■ Set problem
Switch "pin" to "marker" everywhere it occurs in the entries below, leaving every other line unchanged. Leave any pictures out of your output.

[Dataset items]

═══

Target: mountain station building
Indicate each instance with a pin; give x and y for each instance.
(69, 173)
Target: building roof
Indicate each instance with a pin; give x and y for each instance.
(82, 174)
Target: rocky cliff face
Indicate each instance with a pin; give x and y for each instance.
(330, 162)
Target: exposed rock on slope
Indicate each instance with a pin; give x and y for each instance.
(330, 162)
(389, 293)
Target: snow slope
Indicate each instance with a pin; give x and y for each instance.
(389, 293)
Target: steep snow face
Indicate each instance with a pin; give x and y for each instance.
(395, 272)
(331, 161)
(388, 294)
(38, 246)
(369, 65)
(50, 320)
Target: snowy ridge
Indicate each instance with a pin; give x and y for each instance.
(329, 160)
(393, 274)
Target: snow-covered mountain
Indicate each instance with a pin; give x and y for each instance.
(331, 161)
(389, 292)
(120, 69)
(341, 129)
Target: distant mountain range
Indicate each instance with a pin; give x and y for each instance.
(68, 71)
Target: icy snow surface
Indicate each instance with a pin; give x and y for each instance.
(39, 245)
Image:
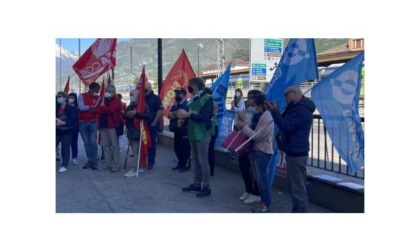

═══

■ Answer to the task
Target: mountain station building
Indicate each instance with a marker; give x and y for each instance.
(69, 173)
Target: building roof
Indicate each instance with a marker; give x and y for each instance.
(82, 174)
Target: rocky cliff face
Indicate each instance with a marker; give x and y for each instance.
(330, 162)
Target: exposed rock on slope
Indicate each instance with a marker; give x and y for each instance.
(330, 162)
(389, 293)
Target: snow slope
Indicate each instance with a marker; give x and y for each instance.
(389, 293)
Target: steep snow face
Indicate each instance with a marker; give x and y for each instance.
(395, 272)
(331, 161)
(388, 294)
(38, 246)
(369, 65)
(50, 320)
Target: snowy ridge
Indicate each instance with a marker; give x and y for each instance.
(329, 160)
(393, 274)
Target: snow-covered mountain
Indicate each instance with a marker; give x and y for each instance.
(331, 161)
(389, 292)
(120, 69)
(341, 129)
Target: distant mountain range
Indicate each instance with a marker; give x and y for each instance.
(68, 71)
Target: icy snow surface
Indicate each instance with a marker; give x and y for each instance.
(39, 245)
Image:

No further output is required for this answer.